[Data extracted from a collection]
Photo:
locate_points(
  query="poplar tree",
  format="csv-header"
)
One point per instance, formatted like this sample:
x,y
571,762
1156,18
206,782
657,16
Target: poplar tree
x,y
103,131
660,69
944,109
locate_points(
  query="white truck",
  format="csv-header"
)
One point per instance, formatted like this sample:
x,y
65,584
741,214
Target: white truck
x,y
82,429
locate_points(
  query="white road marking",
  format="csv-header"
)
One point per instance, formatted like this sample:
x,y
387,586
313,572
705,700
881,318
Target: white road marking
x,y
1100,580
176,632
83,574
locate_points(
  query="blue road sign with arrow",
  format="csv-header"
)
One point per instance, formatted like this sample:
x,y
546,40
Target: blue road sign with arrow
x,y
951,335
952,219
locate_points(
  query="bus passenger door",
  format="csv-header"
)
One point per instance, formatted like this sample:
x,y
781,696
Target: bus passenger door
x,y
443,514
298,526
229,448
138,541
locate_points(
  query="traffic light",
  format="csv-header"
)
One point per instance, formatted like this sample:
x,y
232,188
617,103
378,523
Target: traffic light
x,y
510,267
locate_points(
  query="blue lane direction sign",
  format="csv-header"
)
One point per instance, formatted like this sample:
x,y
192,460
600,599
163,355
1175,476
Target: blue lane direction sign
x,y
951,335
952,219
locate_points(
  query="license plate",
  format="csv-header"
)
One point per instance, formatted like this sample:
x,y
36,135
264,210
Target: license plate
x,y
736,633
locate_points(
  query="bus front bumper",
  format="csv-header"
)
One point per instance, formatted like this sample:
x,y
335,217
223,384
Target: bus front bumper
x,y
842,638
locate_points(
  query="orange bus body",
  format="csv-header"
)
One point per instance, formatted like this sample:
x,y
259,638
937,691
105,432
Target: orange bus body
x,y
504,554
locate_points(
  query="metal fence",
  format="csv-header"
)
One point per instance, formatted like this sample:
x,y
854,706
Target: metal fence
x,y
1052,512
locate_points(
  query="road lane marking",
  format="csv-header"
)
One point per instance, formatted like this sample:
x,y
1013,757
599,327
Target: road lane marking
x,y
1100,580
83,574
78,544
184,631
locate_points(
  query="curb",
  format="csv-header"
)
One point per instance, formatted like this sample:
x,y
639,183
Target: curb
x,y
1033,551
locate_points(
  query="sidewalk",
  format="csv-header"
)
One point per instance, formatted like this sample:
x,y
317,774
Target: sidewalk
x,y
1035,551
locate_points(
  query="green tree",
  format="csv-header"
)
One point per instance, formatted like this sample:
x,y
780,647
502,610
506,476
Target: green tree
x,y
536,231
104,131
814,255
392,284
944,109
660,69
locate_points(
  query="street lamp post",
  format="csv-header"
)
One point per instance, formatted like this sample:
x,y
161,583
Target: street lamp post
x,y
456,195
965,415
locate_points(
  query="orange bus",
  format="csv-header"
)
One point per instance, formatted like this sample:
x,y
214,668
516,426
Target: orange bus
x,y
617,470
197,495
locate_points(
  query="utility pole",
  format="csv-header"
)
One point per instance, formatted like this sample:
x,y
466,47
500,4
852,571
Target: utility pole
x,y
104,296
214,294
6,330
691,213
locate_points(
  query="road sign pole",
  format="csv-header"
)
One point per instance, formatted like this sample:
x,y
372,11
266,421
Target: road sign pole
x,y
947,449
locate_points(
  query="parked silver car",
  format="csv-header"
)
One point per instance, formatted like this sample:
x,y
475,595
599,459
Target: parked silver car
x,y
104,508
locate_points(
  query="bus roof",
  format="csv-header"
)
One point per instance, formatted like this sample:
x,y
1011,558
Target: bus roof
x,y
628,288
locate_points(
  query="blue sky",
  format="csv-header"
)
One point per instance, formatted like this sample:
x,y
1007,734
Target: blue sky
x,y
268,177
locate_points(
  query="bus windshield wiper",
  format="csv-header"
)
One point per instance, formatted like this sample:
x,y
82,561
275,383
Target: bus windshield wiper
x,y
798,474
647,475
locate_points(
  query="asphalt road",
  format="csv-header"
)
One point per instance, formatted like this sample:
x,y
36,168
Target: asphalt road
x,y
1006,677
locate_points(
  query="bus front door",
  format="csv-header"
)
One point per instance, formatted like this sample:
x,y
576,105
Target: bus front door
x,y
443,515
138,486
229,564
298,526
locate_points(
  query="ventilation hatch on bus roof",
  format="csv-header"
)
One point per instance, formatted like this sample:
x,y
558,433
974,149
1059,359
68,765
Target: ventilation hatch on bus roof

■ What this task involves: For each line above that contains the word "ventilation", give the line as it is written.

■ Result of the exercise:
  query="ventilation hatch on bus roof",
Target: ventilation hatch on bus roof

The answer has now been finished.